§ REQUEST
Exactly reproduce the line containing "Practice step: find the pectoral" together with every line after it, through the end of the entries, and give nothing more.

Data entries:
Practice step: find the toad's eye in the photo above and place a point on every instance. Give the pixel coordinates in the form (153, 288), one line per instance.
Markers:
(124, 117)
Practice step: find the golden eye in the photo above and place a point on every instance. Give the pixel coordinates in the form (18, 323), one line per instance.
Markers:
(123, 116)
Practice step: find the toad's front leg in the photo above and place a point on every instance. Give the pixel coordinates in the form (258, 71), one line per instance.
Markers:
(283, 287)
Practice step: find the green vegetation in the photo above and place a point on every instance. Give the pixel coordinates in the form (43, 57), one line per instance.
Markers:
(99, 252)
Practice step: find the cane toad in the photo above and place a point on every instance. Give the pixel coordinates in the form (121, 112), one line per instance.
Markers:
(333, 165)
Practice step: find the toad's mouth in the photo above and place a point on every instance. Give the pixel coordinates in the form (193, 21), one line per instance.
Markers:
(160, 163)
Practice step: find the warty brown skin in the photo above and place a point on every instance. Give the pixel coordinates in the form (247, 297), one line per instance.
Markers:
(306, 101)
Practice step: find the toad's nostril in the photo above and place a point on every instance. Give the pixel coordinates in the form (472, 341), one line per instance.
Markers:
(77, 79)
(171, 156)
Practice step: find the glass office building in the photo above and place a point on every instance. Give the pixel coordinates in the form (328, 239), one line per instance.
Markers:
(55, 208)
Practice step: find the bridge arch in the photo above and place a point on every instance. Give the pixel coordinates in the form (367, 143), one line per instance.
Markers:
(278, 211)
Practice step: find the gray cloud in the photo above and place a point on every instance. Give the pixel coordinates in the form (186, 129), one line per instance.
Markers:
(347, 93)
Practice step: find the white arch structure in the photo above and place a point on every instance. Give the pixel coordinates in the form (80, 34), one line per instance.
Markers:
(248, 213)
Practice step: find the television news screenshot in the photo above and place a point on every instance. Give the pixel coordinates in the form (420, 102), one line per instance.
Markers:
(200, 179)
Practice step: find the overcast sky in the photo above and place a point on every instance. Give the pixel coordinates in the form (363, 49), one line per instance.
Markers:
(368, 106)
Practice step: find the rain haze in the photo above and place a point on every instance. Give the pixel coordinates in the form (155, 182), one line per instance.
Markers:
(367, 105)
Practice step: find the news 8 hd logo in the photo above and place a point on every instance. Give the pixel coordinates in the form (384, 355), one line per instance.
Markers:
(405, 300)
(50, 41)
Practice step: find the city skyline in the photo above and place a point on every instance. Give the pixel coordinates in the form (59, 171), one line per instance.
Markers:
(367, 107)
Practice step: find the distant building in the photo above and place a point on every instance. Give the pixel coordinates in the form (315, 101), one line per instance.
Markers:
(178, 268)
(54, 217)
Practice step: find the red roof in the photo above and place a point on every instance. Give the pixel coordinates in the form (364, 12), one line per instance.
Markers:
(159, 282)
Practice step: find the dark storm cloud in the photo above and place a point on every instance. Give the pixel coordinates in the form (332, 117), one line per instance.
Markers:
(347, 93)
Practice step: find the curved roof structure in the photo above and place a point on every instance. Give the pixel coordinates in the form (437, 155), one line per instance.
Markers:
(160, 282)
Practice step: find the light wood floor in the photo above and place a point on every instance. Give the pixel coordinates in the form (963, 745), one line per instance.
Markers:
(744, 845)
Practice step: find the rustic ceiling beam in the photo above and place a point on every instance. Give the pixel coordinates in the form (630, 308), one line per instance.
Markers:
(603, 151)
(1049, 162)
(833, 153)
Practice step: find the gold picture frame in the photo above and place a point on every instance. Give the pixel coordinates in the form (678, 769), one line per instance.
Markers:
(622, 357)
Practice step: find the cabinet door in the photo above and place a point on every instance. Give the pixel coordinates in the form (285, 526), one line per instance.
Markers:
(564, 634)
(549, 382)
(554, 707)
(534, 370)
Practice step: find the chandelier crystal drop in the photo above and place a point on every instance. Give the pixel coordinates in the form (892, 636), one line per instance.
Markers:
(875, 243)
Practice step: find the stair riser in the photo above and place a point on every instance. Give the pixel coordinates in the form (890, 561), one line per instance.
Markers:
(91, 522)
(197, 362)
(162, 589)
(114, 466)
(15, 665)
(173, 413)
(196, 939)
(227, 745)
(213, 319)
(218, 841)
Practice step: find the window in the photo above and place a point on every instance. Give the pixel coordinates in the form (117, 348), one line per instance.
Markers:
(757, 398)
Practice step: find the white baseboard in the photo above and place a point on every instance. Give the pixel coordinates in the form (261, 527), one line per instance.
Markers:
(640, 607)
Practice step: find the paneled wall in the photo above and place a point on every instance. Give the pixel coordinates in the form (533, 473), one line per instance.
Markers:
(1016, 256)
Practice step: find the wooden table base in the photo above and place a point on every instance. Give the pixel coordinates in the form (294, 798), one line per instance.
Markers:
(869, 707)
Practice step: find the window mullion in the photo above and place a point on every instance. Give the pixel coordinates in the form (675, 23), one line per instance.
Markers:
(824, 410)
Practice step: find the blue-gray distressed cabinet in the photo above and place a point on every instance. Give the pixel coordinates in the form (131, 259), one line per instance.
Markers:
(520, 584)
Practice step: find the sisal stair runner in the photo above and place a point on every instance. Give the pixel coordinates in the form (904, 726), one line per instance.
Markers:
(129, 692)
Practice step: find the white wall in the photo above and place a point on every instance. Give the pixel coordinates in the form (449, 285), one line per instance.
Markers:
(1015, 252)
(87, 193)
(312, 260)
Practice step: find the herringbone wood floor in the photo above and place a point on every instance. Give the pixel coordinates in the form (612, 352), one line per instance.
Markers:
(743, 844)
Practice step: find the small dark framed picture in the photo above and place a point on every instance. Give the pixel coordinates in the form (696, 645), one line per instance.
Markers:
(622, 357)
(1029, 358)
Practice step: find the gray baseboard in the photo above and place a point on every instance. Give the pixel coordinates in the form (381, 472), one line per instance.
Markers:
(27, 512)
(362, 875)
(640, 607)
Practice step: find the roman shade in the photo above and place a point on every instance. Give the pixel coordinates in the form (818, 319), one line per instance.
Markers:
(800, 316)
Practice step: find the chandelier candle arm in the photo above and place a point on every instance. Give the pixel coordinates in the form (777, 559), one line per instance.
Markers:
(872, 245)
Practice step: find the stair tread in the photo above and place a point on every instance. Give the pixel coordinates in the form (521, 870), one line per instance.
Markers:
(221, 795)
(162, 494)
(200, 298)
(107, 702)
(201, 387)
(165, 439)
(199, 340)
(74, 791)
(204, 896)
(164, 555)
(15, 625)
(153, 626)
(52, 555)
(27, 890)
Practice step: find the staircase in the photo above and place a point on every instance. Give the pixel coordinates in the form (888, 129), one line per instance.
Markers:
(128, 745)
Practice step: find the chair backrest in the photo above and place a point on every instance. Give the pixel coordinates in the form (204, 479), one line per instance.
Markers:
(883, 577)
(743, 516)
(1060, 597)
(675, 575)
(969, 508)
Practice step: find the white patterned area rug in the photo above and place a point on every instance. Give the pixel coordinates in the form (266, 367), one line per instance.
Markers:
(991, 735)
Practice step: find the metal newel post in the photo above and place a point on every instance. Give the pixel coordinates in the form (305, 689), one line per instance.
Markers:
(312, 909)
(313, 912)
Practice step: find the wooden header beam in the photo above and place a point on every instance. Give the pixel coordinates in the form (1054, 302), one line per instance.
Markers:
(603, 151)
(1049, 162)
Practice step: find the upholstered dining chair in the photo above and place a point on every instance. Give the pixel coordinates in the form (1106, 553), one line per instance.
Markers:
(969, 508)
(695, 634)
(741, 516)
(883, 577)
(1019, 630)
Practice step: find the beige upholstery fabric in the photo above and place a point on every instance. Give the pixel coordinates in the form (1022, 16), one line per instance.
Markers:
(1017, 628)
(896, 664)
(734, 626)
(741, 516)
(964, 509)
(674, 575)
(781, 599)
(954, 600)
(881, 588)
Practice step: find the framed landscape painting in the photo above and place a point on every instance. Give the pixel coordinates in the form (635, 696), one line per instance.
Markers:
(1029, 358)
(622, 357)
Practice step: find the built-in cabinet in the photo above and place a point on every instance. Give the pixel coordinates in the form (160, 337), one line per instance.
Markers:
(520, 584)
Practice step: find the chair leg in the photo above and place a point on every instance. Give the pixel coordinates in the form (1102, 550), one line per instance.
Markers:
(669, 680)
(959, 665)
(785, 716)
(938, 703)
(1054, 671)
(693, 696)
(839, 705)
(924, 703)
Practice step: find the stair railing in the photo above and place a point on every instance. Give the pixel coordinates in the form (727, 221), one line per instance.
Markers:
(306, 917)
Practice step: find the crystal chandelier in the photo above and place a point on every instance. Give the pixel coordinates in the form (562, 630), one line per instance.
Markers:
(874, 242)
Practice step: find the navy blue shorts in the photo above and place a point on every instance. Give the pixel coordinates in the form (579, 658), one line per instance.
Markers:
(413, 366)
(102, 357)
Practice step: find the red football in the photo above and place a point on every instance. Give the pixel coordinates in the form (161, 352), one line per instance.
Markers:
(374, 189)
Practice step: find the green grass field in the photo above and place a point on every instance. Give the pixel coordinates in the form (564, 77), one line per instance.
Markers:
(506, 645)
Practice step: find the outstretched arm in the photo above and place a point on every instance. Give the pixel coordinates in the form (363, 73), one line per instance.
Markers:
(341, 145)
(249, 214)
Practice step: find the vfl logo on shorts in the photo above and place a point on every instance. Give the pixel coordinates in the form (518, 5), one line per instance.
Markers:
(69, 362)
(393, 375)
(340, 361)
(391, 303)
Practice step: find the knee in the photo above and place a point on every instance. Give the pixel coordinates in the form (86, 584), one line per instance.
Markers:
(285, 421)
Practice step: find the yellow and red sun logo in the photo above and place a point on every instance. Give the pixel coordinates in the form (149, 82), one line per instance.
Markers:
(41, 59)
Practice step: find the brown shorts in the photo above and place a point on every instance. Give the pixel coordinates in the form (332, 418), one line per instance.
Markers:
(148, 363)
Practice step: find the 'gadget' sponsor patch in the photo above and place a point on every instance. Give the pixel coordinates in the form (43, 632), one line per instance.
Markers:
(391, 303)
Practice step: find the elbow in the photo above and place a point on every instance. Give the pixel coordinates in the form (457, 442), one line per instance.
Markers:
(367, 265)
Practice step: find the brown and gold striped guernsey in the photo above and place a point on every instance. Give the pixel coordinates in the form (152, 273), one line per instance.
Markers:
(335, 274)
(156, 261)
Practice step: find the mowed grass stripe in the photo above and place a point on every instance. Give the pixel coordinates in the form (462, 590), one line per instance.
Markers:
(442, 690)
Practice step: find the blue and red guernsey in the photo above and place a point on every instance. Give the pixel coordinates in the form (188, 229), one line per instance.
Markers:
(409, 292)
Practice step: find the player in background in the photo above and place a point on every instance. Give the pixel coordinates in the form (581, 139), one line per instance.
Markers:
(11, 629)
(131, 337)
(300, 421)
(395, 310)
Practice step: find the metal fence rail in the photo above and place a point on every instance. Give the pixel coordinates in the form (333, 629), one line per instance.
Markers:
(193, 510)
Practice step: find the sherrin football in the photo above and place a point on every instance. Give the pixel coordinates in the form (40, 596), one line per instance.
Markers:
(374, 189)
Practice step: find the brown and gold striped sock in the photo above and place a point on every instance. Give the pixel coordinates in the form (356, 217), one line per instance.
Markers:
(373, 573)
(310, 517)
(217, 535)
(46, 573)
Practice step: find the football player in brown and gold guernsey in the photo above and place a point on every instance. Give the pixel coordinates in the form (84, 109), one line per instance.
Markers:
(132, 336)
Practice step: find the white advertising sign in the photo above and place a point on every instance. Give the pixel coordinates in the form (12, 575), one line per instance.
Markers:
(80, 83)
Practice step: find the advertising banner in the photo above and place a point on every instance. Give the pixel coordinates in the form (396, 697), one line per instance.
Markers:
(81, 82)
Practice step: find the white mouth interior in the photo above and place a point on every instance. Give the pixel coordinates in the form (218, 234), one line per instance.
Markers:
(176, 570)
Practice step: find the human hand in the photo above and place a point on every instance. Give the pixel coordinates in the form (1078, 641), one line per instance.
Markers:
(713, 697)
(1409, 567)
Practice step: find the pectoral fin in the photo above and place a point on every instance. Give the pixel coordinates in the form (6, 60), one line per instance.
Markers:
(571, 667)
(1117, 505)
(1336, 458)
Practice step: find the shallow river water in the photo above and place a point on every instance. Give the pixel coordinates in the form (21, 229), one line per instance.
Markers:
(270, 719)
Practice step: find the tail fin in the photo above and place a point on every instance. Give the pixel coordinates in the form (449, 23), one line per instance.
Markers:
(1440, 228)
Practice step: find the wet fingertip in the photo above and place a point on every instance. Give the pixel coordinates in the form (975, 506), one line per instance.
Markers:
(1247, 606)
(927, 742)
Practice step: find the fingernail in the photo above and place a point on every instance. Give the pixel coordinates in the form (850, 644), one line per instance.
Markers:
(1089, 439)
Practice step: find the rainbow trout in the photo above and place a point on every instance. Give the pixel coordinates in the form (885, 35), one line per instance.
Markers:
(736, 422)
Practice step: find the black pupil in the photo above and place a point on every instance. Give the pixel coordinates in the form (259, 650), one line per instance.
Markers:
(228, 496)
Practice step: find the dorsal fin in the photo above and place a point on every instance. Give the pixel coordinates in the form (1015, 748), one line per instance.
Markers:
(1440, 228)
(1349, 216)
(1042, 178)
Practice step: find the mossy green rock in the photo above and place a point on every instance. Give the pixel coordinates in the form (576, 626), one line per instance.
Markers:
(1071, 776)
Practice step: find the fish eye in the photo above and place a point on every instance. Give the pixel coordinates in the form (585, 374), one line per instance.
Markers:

§ FULL SOLUTION
Practice step: find the pectoral fin in the photo above and place a point on every instance. Give the pixel coordinates in the form (6, 60), one line per instance.
Markers:
(571, 667)
(1117, 505)
(1336, 458)
Practice step: find the shallow river water in the photo above and place a point on every instance. Give the pixel coordinates in the form (21, 229), one line per instance.
Markers:
(270, 719)
Practice step: find the tail fin in the photo above and place a point on every instance. Give the pixel coordinates in the form (449, 23), one line per instance.
Markers:
(1440, 228)
Practice step: find the wet fingertip in the photo above and place a point on every instance. Give the pixel coordinates in the form (975, 506), one line per instance.
Markers:
(1247, 606)
(927, 742)
Practice step: find the fingernail in the photo above and place a point on every instance. Give the pixel coordinates in the form (850, 644), one line per instance.
Markers:
(1089, 439)
Practice step: find the rainbow trout in the photo above and place a point on every instance. Give the pixel coordinates in the form (885, 35), one line per instance.
Markers:
(736, 422)
Practice step: find the black pupil in the photo above and place a point on every instance. Give the pixel coordinates in the form (259, 650), one line per instance.
Markers:
(228, 496)
Practice step: find the dorsal fin in the photo above and place a point on every instance. Give the pixel coordinates in the form (1015, 748), one line per instance.
Markers:
(1440, 228)
(1349, 216)
(1042, 178)
Practice step: find the mossy green rock in the photo above and place a point on every instance. Give the pixel coordinates in the form (576, 626), one line per instance.
Markers:
(1071, 776)
Practice step: find the fish eye in the photo above and place a point on every instance. Give the pixel coordinates in the form (585, 374), one line per instance.
Markers:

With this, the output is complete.